● ページ

.....

本発明は、高い収率で、変性度が低く抑えられたリグニンが得られる、リグニン含有組成物の製造方法の提供を課題とする。
【0005】
本発明は、
草本系バイオマスと塩基性化合物と水とをニーダーにより50℃以上130℃以下で混合する工程と、
前記混合する工程で得られた草本系バイオマスを、固形分とリグニンを含有する液分とに分離する工程と、
を有する、リグニン含有組成物の製造方法に関する。
【発明の効果】
【0006】
本発明によれば、高い収率で、変性度が低く抑えられたリグニンが得られる、リグニン含有組成物の製造方法の提供することができる。
【図面の簡単な説明】
【0007】
【
図2】
図2は、固定ブロックブレードの配置を示すニーダーの断面概略図である。
【
図3】
図3は、ニーダー1の概略構成を示す拡大図である。
【0008】
[リグニン含有組成物の製造方法]
本発明のリグニン含有組成物の製造方法は、
草本系バイオマスと塩基性化合物と水とをニーダーにより50℃以上130℃以下で混合する工程と、
前記混合する工程で得られた草本系バイオマスを、固形分とリグニンを含有する液分とに分離する工程と、
を有する。
【0009】
本発明の方法によって、高い収率で、変性度が低く抑えられたリグニンが得られる理由は定かではないが、次のように考えられる。
従来の方法では、高温での処理であるためにリグニン内部の有用な構造が分解、縮合するために変性する。それに対し、低温での処理では、リグニン内部構造が保持されるため変性度が低いリグニンを得られると考えられる。また、ニーダーなどの機械的効果により圧縮と緩和を繰り返すことによって、薬液をバイオマス内部まで浸透させることが出来るため、バイオマス濃度が高い条件でも高い収率でリグニンを分離することが可能である。
【0010】
本発明のリグニン含有組成物の製造方法は、例えば、
工程(1):草本系バイオマスを、粉砕する工程(以下、単に「工程(1)」ともいう)と、
工程(2):工程(1)で得られた草本系バイオマスと塩基性化合物と水とをニーダーにより50℃以上130℃以下で混合する工程(以下、単に「工程(2)」ともいう)と、
工程(3):工程(2)で得られた草本系バイオマスを、固形分とリグニンを含有する液分とに分離する工程(以下、単に「工程(3)」ともいう)と、
工程(4):リグニンを含有する液分からリグニン含有組成物を回収する工程(以下、単に「工程(4)」ともいう)と、
を有する。
以下、工程(1)で得られた草本系バイオマスを「一次処理バイオマス」ともいう。
以下、工程(2)で得られた草本系バイオマスを「二次処理バイオマス」ともいう。
【0011】
<工程(1)>
工程(1)は、草本系バイオマスを、粉砕する工程である。

.....

● 表示データ

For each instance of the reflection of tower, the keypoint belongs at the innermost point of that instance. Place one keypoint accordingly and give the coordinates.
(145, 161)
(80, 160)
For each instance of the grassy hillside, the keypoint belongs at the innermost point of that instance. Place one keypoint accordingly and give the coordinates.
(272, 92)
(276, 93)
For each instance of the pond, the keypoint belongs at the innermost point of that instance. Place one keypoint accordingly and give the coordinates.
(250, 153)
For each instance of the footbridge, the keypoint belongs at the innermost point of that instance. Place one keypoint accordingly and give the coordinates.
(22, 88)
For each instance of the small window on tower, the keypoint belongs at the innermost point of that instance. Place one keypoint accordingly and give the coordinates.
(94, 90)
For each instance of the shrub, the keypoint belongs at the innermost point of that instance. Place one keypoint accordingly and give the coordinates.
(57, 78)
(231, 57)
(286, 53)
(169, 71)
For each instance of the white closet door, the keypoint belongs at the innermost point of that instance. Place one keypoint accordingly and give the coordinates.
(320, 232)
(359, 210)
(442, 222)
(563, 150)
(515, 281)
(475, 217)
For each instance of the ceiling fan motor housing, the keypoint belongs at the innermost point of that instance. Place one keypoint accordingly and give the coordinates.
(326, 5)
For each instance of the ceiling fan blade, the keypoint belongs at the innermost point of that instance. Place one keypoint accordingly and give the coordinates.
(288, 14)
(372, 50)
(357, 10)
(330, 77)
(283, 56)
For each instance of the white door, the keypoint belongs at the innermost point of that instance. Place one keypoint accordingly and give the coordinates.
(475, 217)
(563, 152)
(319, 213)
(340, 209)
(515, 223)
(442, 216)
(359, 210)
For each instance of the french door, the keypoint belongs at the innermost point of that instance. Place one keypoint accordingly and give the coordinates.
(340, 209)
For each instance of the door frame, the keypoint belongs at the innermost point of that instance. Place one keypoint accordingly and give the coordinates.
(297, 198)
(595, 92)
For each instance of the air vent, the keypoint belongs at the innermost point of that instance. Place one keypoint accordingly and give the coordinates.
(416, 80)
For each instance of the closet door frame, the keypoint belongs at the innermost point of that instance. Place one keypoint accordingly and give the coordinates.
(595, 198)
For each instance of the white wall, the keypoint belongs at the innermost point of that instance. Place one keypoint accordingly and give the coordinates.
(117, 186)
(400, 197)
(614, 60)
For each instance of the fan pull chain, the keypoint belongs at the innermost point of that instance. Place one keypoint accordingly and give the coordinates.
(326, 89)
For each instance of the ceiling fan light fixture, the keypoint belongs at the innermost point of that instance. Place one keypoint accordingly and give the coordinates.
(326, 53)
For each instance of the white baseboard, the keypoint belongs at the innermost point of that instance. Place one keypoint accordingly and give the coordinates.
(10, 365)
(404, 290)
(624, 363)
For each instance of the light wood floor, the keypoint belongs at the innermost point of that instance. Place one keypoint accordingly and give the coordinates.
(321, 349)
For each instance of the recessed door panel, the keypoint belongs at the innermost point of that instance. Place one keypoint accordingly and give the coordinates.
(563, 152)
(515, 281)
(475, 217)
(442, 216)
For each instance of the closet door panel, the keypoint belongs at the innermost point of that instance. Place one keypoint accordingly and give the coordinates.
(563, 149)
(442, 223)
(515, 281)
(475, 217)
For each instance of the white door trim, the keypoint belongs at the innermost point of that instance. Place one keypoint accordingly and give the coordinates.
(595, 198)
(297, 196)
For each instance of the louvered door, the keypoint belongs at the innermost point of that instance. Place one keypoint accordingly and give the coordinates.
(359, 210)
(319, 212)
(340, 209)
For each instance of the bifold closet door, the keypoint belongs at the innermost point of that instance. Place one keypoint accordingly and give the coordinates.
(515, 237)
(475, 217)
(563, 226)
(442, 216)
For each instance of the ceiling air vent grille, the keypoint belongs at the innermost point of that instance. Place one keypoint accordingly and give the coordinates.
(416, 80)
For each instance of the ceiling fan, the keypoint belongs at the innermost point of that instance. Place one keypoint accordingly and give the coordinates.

.....

● 短い課題
ページの記述に基づき、次の問いに答えてください。
1. 草本系バイオマスと塩基性化合物と水とをニーダーで混合する工程の温度範囲は何℃か。
2. 図3は何を示す図か。
3. 工程(2)で得られた草本系バイオマスは何とも呼ばれるか。

● 課題の結果
1. 50℃以上130℃以下
2. ニーダー1の概略構成を示す拡大図
3. 二次処理バイオマス